▶ Work instruction
Each entry below should be given again exactly; the pictures stay out.

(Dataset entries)
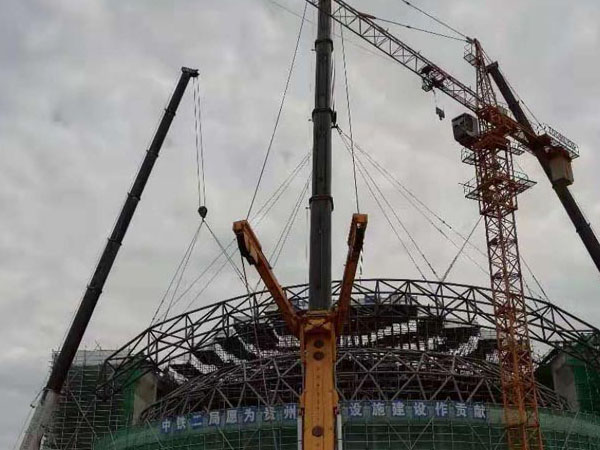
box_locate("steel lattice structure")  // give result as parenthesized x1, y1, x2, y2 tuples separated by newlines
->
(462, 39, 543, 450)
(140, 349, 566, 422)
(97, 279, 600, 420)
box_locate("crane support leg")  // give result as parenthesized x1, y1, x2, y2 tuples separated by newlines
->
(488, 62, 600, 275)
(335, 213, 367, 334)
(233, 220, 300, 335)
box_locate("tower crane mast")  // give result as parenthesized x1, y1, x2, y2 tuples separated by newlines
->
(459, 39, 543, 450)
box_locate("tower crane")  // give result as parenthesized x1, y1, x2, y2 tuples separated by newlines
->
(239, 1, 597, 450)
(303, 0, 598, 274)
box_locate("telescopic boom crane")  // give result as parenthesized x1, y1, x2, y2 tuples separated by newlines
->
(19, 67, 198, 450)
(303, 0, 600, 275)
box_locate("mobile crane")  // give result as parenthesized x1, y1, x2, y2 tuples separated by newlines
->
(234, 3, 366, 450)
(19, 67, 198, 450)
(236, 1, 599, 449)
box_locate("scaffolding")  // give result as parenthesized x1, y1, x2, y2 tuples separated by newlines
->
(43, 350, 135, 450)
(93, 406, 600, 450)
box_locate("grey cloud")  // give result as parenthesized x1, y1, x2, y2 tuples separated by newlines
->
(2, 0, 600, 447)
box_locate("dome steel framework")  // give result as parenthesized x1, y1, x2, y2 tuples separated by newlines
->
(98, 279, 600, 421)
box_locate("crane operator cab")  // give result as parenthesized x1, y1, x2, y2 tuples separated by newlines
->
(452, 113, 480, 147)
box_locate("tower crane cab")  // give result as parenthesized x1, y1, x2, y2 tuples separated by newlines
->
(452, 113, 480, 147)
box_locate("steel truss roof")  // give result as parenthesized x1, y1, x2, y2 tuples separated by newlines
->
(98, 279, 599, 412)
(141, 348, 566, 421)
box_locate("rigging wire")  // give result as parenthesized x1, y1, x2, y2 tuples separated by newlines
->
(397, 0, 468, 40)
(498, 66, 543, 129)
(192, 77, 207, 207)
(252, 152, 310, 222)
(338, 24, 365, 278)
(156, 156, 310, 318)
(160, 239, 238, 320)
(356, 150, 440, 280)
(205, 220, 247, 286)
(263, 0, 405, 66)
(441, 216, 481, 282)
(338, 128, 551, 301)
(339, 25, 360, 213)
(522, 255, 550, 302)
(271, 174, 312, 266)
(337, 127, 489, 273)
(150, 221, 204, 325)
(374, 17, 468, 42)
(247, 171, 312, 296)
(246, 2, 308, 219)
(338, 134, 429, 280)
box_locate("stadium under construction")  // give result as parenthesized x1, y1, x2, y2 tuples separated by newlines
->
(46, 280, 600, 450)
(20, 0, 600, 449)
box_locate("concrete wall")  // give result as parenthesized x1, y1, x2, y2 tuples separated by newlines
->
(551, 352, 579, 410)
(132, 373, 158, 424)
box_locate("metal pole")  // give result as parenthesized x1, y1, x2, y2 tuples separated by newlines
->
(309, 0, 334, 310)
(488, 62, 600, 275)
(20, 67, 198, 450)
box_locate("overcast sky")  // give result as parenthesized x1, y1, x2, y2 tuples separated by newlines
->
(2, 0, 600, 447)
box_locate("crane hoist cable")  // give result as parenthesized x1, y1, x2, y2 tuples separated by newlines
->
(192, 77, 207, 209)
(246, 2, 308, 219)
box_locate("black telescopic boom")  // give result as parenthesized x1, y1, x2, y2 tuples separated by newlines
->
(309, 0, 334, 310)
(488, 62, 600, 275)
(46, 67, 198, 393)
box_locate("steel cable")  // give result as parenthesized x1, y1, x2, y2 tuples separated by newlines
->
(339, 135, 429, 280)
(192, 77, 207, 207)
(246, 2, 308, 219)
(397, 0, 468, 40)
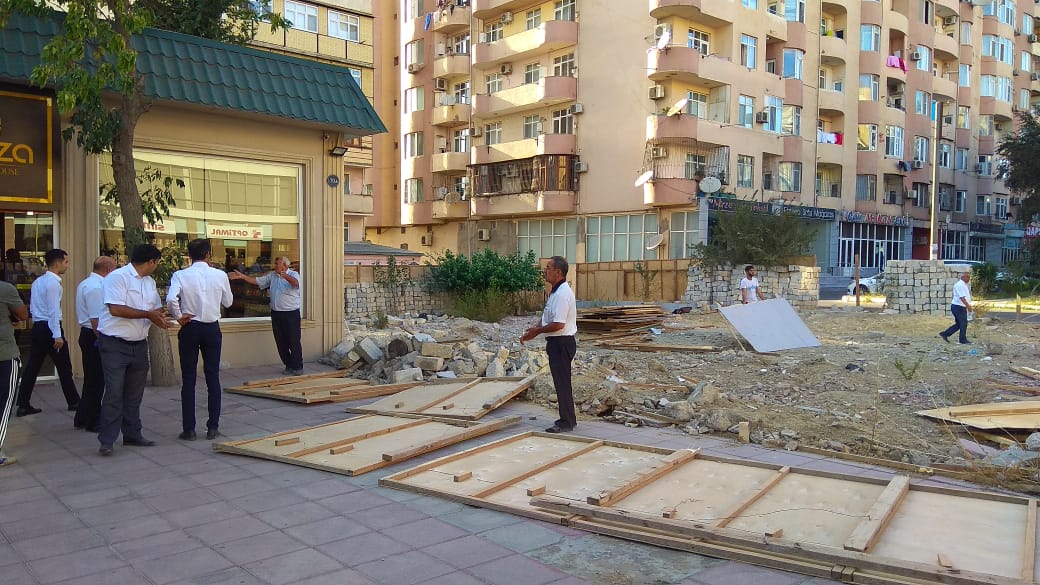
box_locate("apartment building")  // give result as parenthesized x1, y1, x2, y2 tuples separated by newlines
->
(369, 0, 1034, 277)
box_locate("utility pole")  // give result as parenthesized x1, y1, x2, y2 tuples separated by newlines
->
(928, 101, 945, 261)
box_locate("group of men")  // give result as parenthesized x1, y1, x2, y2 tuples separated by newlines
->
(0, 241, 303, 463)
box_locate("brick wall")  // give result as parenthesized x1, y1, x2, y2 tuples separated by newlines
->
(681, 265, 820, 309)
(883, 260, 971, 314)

▶ Written solution
box_locate("steel lattice structure")  // give result as parenthesized x1, y1, x2, y2 tuples separated by newlines
->
(462, 39, 543, 450)
(140, 349, 566, 422)
(97, 279, 600, 420)
box_locate("crane support leg")  // give result as parenthesized x1, y1, x2, y2 tuples separated by newlines
->
(488, 62, 600, 275)
(335, 213, 367, 334)
(233, 220, 300, 335)
box_locate("tower crane mast")  // give result as parenthesized x1, y1, x2, y2 tuples separated by newlines
->
(459, 39, 543, 450)
box_locate("tower crane")  // give result as parenthesized x1, y1, x2, y2 tuples separated by newlines
->
(239, 1, 597, 450)
(303, 0, 598, 274)
box_locate("telescopic boom crane")  // give result as parenthesized x1, y1, x2, y2 tuples separated by newlines
->
(19, 67, 198, 450)
(303, 0, 600, 275)
box_locate("mobile crane")  // give result as parenthesized x1, y1, x2, y2 tuples separated by newlines
->
(234, 3, 366, 450)
(19, 67, 198, 450)
(236, 1, 599, 449)
box_locate("scaffolding")  // give result as parenthesized x1, y1, x2, y2 tuples separated by newlines
->
(43, 350, 135, 450)
(93, 406, 600, 450)
box_locate("grey cloud")  // give result as parenthesized x1, y1, x2, y2 tuples separated by newlines
->
(2, 0, 600, 447)
box_locate("dome steel framework")  // give result as parenthesized x1, y1, x2, y2 tuples separated by newlines
->
(98, 279, 600, 421)
box_locate("crane operator cab")  // give result as parenthesized x1, y1, x2, y2 tuples separated by newlines
->
(452, 113, 480, 147)
box_locate("tower crane cab")  // give result as parenthesized x1, y1, x2, y2 tuples separated by newlines
->
(452, 113, 480, 147)
box_locate("steel truss roof")  // give result as parenthesized x1, y1, x2, y2 tuples separated by newlines
->
(98, 279, 599, 412)
(141, 348, 566, 421)
box_locate("rigging wire")  // give result as parenthesized x1, y1, x2, y2 tuples separated by newlines
->
(397, 0, 468, 40)
(498, 66, 543, 129)
(192, 77, 207, 207)
(252, 152, 310, 222)
(338, 24, 365, 278)
(156, 156, 310, 318)
(160, 239, 238, 320)
(356, 150, 440, 280)
(205, 220, 247, 286)
(263, 0, 405, 66)
(441, 216, 481, 282)
(338, 128, 551, 301)
(339, 25, 360, 213)
(522, 255, 550, 302)
(271, 174, 312, 266)
(337, 127, 489, 273)
(150, 221, 204, 325)
(374, 17, 468, 42)
(247, 171, 312, 296)
(246, 2, 308, 219)
(338, 134, 429, 280)
box_locate("stadium under construction")  // give result as parenthesized x1, y1, x2, y2 tuples separated by newlines
->
(46, 280, 600, 450)
(20, 0, 600, 449)
box_locate("concrete wall")  // give result as parenthesized x1, y1, x2, y2 tuples separated by newlines
->
(551, 352, 579, 410)
(132, 373, 158, 424)
box_locate("metal pole")  // give result as parenthesized x1, y1, x2, y2 tuples separated by newlines
->
(309, 0, 334, 310)
(488, 62, 600, 275)
(20, 67, 198, 450)
box_locate("overcast sky")  // give result as parenthesized x1, y1, x2, y2 tuples separated by newlines
->
(2, 0, 600, 447)
box_locate("crane hoist cable")  // give result as parenthesized x1, y1, x2, y2 tuples separated by newlines
->
(192, 77, 207, 209)
(246, 2, 308, 219)
box_locate("black telescopic boom")  // give result as parenthesized x1, y1, x2, y2 tuples separated by newlines
->
(309, 0, 334, 310)
(488, 62, 600, 275)
(46, 67, 198, 393)
box_locate("steel cable")  // give result as parenthesized x1, y1, x2, y2 tuples separated by newlines
->
(339, 135, 429, 280)
(192, 77, 207, 207)
(246, 2, 308, 219)
(397, 0, 468, 40)
box_locate("apartment building")  // give result as parenthesized x1, y1, x2, y2 tuples separated by newlines
->
(369, 0, 1034, 277)
box_locate("utility pole")  // give result as parenthesized x1, y1, x2, y2 tuples separated by newlines
->
(928, 101, 945, 261)
box_locate("group of men")  // give result as parenthesized x1, y1, x2, y2 tuples separated by newlines
->
(0, 241, 303, 463)
box_locate("brick wall")  // give result as parenthesized x1, y1, x2, y2 tuples separated by newlines
->
(681, 265, 820, 309)
(883, 260, 971, 314)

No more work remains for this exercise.